● **Text block**
Personally I'd advocate for creating the PDFs from their source and trying to use Flash Paper to create an SWF out of them too as Flash Paper will pretend to be a printer. Because some 98% of browsers have Flash 9 or greater.

Have you seen Scribd?

dlamblin
A: 

I'm wondering why you would want to do that. PDF is such a general and widely supported format that if you try to avoid it you're limited to:

  • A more obscure or less well supported format (dvi, svg until it gets better support)
  • Converting to text/HTML like Google does with less than perfect results
  • Converting to an image format like TIFF which bumps up file sizes and removes all the niceties of PDF like real, selectable text and hyperlinks

If you don't want your users to have to install Adobe Reader (understandable), there are many free lightweight PDF viewers available (Foxit Reader for example), I'm sure many of these have browser embedding capabilities.

Mark Pim
+1  A: 

Am I missing something here? Google Docs DOES support PDF. Simply upload the PDF file.

+4  A: 

I've done a lot of research regarding this matter and I hope I can help.

Good old Macromedia used to market Flash Paper, which was supposed to be a PDF Adobe Reader killer as it allowed any webmaster to embed and display PDF docs online using Flash. But that was before they sold out to Adobe and Flash Paper was soon put on a shelf and forgotten in favor of Adobe's priorities.

● **Entries supplied**
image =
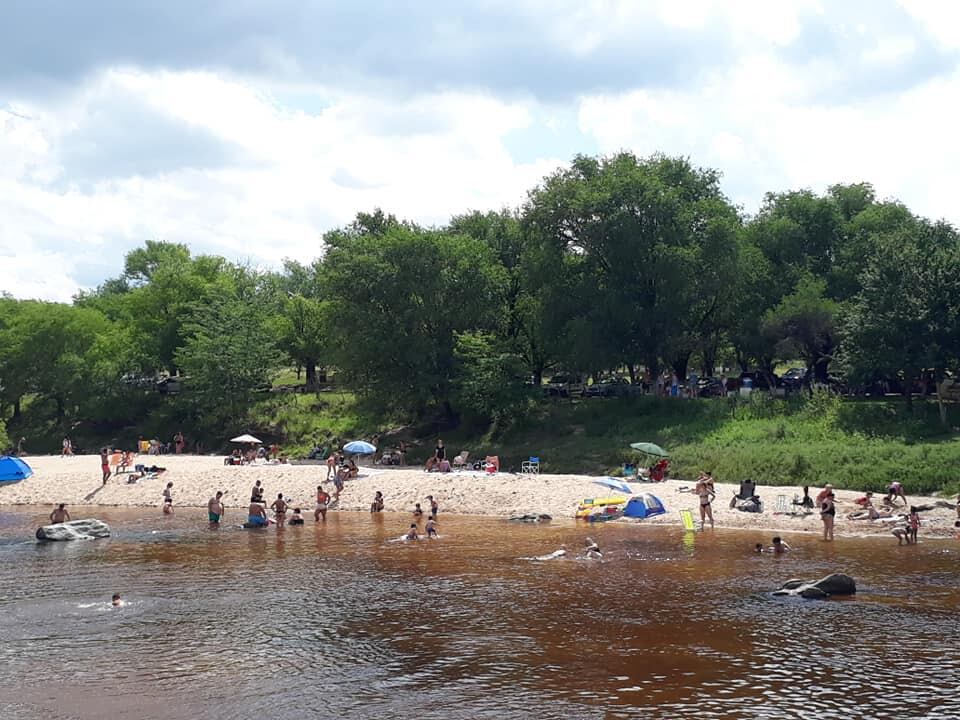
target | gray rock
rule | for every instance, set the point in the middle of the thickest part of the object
(833, 584)
(88, 529)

● **Task list**
a: The thread on avoiding PDF names the options you are limited to if you avoid PDF. List all of them.
b: Answer these from the thread on avoiding PDF:
(i) What share of browsers does it say have Flash 9 or greater?
(ii) Which free lightweight PDF viewer is given as an example?
(iii) Which company used to market Flash Paper?
c: Continue the forum thread about displaying PDFs online from its last sentence.

● **Answers provided**
a:
- A more obscure or less well supported format (dvi, svg until it gets better support)
- Converting to text/HTML like Google does, with less than perfect results
- Converting to an image format like TIFF, which bumps up file sizes and removes the niceties of PDF like real, selectable text and hyperlinks

b:
(i) Some 98%
(ii) Foxit Reader
(iii) Macromedia

c:
However, Today there are a so many ground-breaking alternatives...

As a user has mentioned above you can use Scribd.com (the wanna-be YouTube for documents). But they're not the only service (and certainly not the ones most ahead of the curve).

Here are my two favorites:

  1. Issuu (http://www.issuu.com) or simply issue.com
  2. Mygazines (http://www.mygazines.com/)

I enjoy Mygazines's flash user interface the most (it's also faster) but it costs $99. It's pretty impressive. Depending on what you want to do that price tag can be worth it.

Issuu however, has won me over recently with their Smartlook Platform: http://issuu.com/smartlook

Here's a sample of Smartlook setup on a website:

http://www.ismartlook.com/

Plus it's completely free, which is nice.

A third alternative, which I've considered using myself is this free and open source code made by this guy named samurajdata. He calls it psview (PostScript Viewer). Anyone can download the source code and see it in action here:

http://view.samurajdata.se/

The converted PDFs losses quality as it converts to image fie, but it's fast and easy to setup.

I hope this helps!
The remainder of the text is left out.